>> Begin Exercise inputs
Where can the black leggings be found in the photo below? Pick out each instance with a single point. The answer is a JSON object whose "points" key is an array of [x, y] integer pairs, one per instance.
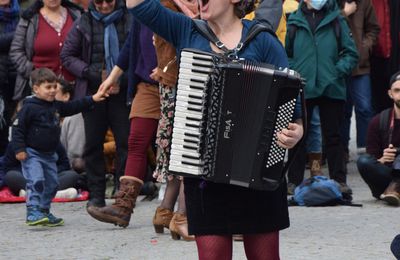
{"points": [[16, 181]]}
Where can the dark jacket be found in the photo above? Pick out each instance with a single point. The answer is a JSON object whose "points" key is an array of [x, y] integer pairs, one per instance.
{"points": [[21, 50], [38, 123], [77, 51], [8, 71], [316, 56], [365, 29]]}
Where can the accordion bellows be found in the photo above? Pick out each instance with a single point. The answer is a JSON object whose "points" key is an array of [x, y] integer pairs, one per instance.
{"points": [[226, 118]]}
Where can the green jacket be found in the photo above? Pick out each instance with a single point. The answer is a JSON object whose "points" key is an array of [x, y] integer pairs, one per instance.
{"points": [[317, 58]]}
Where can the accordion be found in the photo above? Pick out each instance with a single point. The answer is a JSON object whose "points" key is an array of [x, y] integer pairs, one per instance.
{"points": [[226, 117]]}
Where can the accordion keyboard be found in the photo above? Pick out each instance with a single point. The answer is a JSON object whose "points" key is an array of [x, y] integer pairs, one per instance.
{"points": [[193, 77]]}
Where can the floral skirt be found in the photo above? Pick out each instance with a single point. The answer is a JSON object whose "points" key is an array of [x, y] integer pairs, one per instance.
{"points": [[164, 132]]}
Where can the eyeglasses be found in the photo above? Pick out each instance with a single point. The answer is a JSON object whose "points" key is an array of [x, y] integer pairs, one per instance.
{"points": [[99, 2]]}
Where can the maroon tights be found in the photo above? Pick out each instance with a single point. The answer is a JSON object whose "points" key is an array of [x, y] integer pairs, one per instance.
{"points": [[141, 134], [257, 246]]}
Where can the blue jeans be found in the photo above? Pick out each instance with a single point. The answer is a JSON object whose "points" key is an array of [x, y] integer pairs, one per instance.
{"points": [[314, 142], [375, 174], [40, 172], [359, 95]]}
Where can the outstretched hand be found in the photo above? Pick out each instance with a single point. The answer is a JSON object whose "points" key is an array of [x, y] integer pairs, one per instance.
{"points": [[101, 94], [291, 135]]}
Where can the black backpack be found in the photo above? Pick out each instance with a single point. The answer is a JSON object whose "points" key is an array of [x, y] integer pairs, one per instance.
{"points": [[291, 32]]}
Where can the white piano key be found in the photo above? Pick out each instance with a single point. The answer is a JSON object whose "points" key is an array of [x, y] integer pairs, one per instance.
{"points": [[189, 76], [183, 159], [177, 167], [186, 131], [187, 82]]}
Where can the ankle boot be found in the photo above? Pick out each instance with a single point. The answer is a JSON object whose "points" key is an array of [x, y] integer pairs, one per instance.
{"points": [[120, 212], [179, 227], [314, 160], [392, 193], [162, 219]]}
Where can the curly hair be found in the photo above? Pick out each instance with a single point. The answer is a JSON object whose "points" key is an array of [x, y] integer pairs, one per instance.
{"points": [[245, 7]]}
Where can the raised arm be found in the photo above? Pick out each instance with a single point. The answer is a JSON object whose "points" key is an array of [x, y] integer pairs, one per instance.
{"points": [[71, 53], [174, 27], [133, 3]]}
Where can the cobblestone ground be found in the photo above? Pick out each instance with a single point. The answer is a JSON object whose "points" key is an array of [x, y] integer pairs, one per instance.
{"points": [[339, 232]]}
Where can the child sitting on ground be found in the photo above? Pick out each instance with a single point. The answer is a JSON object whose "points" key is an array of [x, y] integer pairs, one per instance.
{"points": [[35, 135]]}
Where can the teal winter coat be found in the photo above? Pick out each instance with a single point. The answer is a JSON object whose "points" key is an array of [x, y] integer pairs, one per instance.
{"points": [[317, 58]]}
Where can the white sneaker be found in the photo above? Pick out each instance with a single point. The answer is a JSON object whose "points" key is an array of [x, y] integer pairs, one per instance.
{"points": [[70, 193], [22, 193]]}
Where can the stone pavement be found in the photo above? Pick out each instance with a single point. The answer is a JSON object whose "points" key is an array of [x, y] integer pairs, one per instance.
{"points": [[339, 232]]}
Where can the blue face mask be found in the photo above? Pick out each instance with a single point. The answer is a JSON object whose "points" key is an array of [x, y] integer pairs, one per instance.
{"points": [[317, 4]]}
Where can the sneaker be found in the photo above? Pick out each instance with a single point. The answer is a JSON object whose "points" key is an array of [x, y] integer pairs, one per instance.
{"points": [[54, 221], [392, 193], [291, 188], [344, 188], [22, 193], [36, 217], [70, 193]]}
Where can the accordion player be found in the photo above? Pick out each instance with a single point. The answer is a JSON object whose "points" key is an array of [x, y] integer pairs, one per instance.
{"points": [[227, 114]]}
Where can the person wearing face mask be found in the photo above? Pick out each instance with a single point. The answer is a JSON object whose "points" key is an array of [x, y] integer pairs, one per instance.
{"points": [[324, 58]]}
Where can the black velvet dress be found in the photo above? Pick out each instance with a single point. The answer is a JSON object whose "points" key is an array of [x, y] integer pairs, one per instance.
{"points": [[221, 209]]}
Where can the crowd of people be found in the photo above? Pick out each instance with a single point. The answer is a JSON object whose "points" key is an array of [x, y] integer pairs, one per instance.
{"points": [[75, 72]]}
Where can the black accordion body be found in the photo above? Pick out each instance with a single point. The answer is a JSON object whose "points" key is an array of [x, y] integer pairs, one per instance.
{"points": [[226, 118]]}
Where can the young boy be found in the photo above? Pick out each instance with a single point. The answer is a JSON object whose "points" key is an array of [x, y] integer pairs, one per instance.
{"points": [[35, 136]]}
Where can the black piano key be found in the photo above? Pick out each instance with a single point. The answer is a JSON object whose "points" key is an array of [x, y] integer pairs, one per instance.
{"points": [[190, 157], [191, 135], [189, 147]]}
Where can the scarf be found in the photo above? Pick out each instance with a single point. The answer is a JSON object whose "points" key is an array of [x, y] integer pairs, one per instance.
{"points": [[111, 43], [189, 7], [9, 16]]}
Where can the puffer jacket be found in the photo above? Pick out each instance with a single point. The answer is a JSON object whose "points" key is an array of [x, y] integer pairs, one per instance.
{"points": [[316, 56], [21, 50], [365, 28]]}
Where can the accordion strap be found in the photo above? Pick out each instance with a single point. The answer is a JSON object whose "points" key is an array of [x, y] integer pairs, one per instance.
{"points": [[203, 28]]}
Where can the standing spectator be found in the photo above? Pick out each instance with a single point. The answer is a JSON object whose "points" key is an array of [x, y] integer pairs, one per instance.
{"points": [[35, 137], [38, 40], [67, 178], [138, 59], [9, 16], [385, 58], [90, 52], [361, 18], [377, 167], [322, 51]]}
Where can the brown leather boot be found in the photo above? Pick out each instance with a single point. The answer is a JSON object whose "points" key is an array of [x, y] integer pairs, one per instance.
{"points": [[120, 212], [392, 193], [162, 219], [179, 228], [314, 160]]}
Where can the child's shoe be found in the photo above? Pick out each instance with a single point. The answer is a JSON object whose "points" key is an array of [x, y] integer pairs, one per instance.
{"points": [[53, 220], [70, 193], [35, 217]]}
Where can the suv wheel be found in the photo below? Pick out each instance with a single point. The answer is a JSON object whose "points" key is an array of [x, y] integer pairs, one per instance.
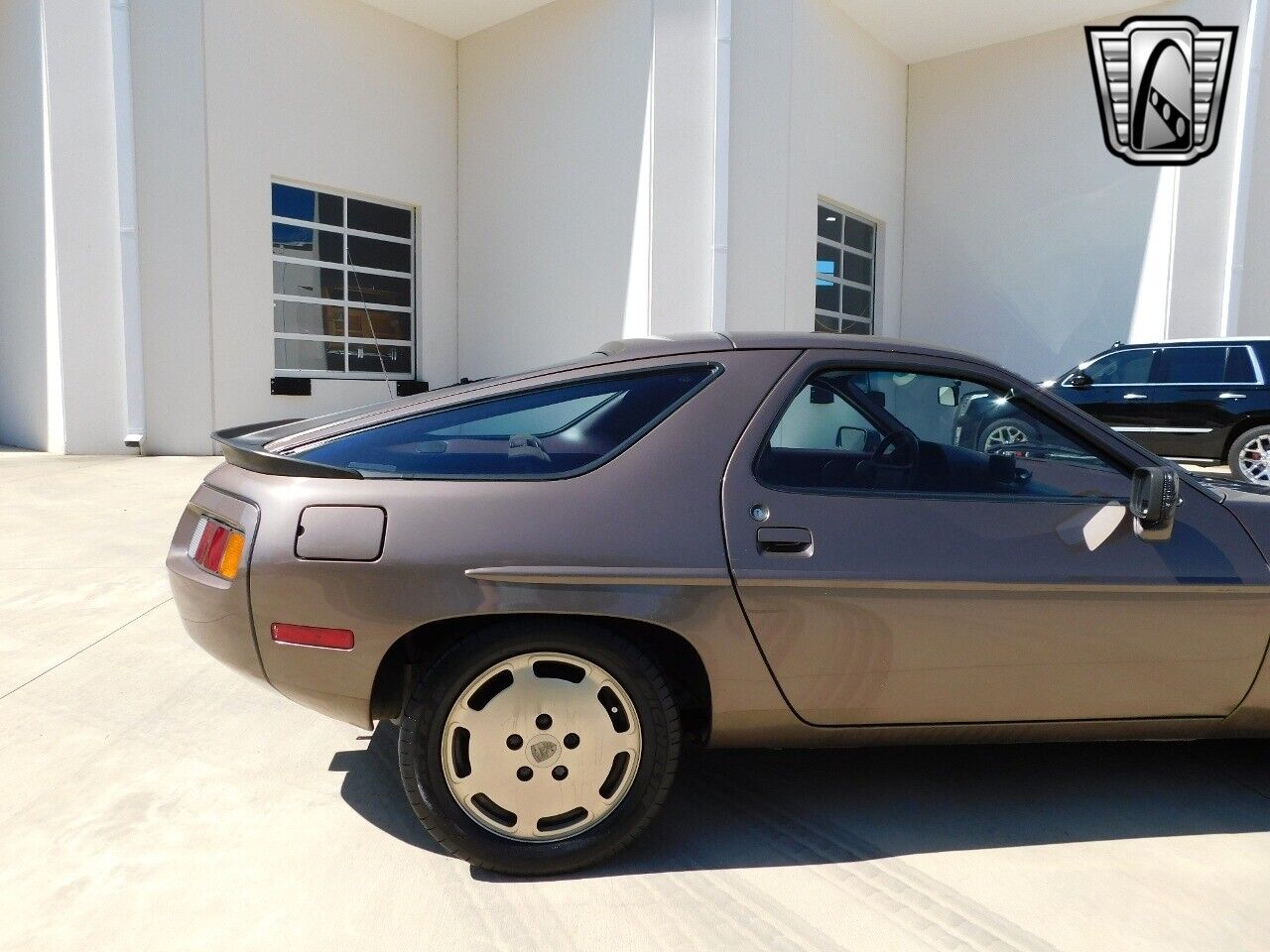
{"points": [[1250, 456], [539, 747], [1003, 431]]}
>> End Exercise inputs
Please copy all of the data above word for word, leaving out the pictures.

Where can the black leggings be found in the photo below? Pick out each instance with a single point. The answer is a JSON object whose "points" key is an array of [x, y] integer pairs, one per instance.
{"points": [[16, 181]]}
Where can the dark jacket be found in the photo above? Pick out each instance with a single point. The answer is a JSON object whose "points" key is an array of [x, y] integer pairs, one per instance.
{"points": [[21, 50], [38, 123], [77, 51], [8, 71], [316, 56], [365, 29]]}
Where can the accordion bellows be found in the photo above? Pick out each instance with a single point. The answer is a JSON object whose "points" key is an array of [x, y] integer pairs, one per instance.
{"points": [[226, 118]]}
Where can the green jacket be found in the photo above? Pick out each instance with a single point. The answer is a JSON object whose "points" key is an array of [x, y] integer pairs, one per instance.
{"points": [[317, 58]]}
Where can the accordion be found in the photo above? Pick out each instance with a single point. The answer is a JSON object whose "points" key is an array of [x, y] integer pairs, one per instance.
{"points": [[226, 117]]}
Where can the accordion keyboard be found in the photo above? Pick out each instance with a single point. The answer is a JSON object whose "points" key is an array of [x, y] integer pairs, one per instance.
{"points": [[193, 77]]}
Where can the floral skirt be found in the photo above? Pick out each instance with a single point. The answer is a JSON object whose "points" key is an array of [x, y] integer pairs, one per instance.
{"points": [[164, 132]]}
Where can the eyeglasses be found in the photo above? Pick out each instance with a single point. The answer is a JSON object whose "points" key is an array of [x, y] integer pairs, one per instance.
{"points": [[99, 2]]}
Where can the maroon tights be found in the photo above? Pick out each instance with a single point. The answer is a JSON object whose "points" key is an array of [x, y] integer pairs, one per instance.
{"points": [[141, 134], [257, 246]]}
Where can the blue jeans be found in the photo above? Pick out each instance with a single point. The answer is a JSON object whose "points" key is an array of [x, y] integer pairs, one per instance.
{"points": [[314, 142], [375, 174], [40, 172], [359, 95]]}
Where can the outstretched hand be found in the photo above? Pick out each instance with a single point. The answer is a JSON object whose "points" key is an array of [x, y] integer pairs, one per instance.
{"points": [[101, 94], [291, 135]]}
Where can the black backpack be found in the photo above? Pick out each instance with a single point. The answer is a JSON object whose "points" key is an array of [x, y] integer pairs, one per instance.
{"points": [[291, 32]]}
Where can the white piano key be found in the photo above? Pick out each instance with a single point. The answer is a JSON object whose "points" key is an array of [x, y] integer pairs, one per instance.
{"points": [[189, 76], [183, 159], [177, 167], [186, 131], [187, 82]]}
Where can the ankle boot be found in the photo above? Pick out each instance with a single point. The answer is a JSON object whose "points" key is an array of [x, y] integer pairs, one per instance.
{"points": [[120, 212], [179, 227], [314, 160], [392, 193], [162, 219]]}
Where can the curly hair be found in the photo above? Pick out each instance with a single point. The answer is a JSON object whose "points" key is an array of [x, y] integer pairs, one per instance.
{"points": [[245, 7]]}
Where can the raised arm be found in the photo above? Pick out each instance with a single point. The answer is a JSON object whose "points" key is an array of [x, y] integer pairs, one per instance.
{"points": [[71, 53], [174, 27], [133, 3]]}
Where can the cobblestone ground be found in the photo above? Pick out each instance with a single point. The answer is a JSON object whose "points" key is an array of [x, y] integer pairs, one per instance.
{"points": [[339, 232]]}
Where can the child sitting on ground be found in the photo above? Pick out each instance with a single point. The answer is a JSON object whose "points" key is an array of [x, y] integer pairs, one per instance.
{"points": [[35, 135]]}
Where can the teal winter coat be found in the photo above? Pick out each instance with a single point. The answer is a JSON object whose "points" key is an array of [x, y] integer pairs, one per instance.
{"points": [[317, 58]]}
Where can the white sneaker be found in the photo above? Pick out each instance with a single point. The answer is a JSON object whose "points" key is an array of [x, y] integer pairs, one per instance.
{"points": [[70, 193], [22, 193]]}
Where can the stone pavement be found in the photo above? Pick out each instance with a single point. The answer is a JSON object whose "points" key is an array of [x, y] integer pairs, one per instance.
{"points": [[339, 232]]}
Where can the blue face mask be found in the photo above? Pick out each instance with a single point. The answer is a JSON object whose "points" key is an array of [x, y] integer pairs, one per instance.
{"points": [[317, 4]]}
Where can the sneaker be found in the photo above? Pick out each instance with a single point. The answer is a JSON object whose "points" key is an array of [x, y] integer pairs, one per instance.
{"points": [[54, 221], [392, 193], [291, 188], [344, 188], [22, 193], [36, 217], [70, 193]]}
Where can the accordion player be found in the photo above? Pick out each instance with a single point. The answer is a JSON object whose "points" key is an array of [x, y] integer pairs, one per instance.
{"points": [[227, 114]]}
Where can the person wearing face mask be found in the photo above? Pick out each instance with a single point. The answer is a JSON object whose "points" key is an array of [x, y] integer pairs, one per instance.
{"points": [[324, 58]]}
Where can the black velvet dress be found in the photo above? Pick out each instance with a single point. The answer is a JSON object whose "points" key is an array of [x, y] integer pairs, one per instance.
{"points": [[221, 209]]}
Where can the crowd of people be found in the photo above? Pick out each instance with a single point. The answer is a JSON object whose "points" key is an array of [x, y] integer pairs, one per instance.
{"points": [[75, 72]]}
Where can the black accordion body be found in the photo above? Pick out each instance with a single point. The answer is a JSON object whose "points" key is an array of [x, y] integer pairs, one per instance.
{"points": [[226, 118]]}
Where can the young boy be found in the photo above? Pick out each instance with a single point. The answer is a JSON object whose "points" key is an array of [x, y] integer pairs, one per instance.
{"points": [[35, 136]]}
Where can the black piano key be found in the photo above? Pick out each instance with a single point. The answer is a JSON object whose "points" key is an array of [x, y] integer pairs, one per instance.
{"points": [[190, 157], [191, 135], [189, 147]]}
Where can the scarf be found in the photo above? Pick out each instance with a single point. The answer is a JSON object whose "points" key is an array of [x, y] integer pairs, one per instance.
{"points": [[111, 43], [189, 7], [9, 16]]}
Where can the puffer jacket be found in the photo above? Pick out each instance with a single point. The answer is a JSON object whose "points" key is an array of [x, y] integer pairs, one per instance.
{"points": [[316, 56], [21, 50], [365, 28]]}
Where can the accordion strap be found in the photo above? Pick out each instance with a single point. The answer is a JSON object whose "points" key is an array of [x, y] integer pairs, one per instance.
{"points": [[203, 28]]}
Where can the standing spectator be found in the photo above? Pick out each instance with a single point. The answer is a JSON object whose "points" key is an array of [x, y] integer pairs, one per instance.
{"points": [[35, 137], [38, 40], [67, 178], [138, 59], [9, 16], [385, 58], [90, 52], [361, 18], [377, 167], [322, 51]]}
Where can the brown leather boot be found in the photo above? Pick out each instance with a single point. The answer is a JSON object whose "points" key is an array of [x, y] integer pairs, one per instance.
{"points": [[120, 212], [392, 193], [162, 219], [179, 228], [314, 160]]}
Where can the child's shoe be found in the photo above? Pick out each instance with a single point. The answer is a JSON object whose "points" key is an array of [x, y] integer pairs, one per instance.
{"points": [[53, 220], [70, 193], [35, 217]]}
Where can the suv wheel be found in the photo below? Pick out each instance with a single point. The answer is a JSON object whose "points" key is an array of [x, y] integer pairs, one per instance.
{"points": [[1250, 456], [539, 747], [1003, 431]]}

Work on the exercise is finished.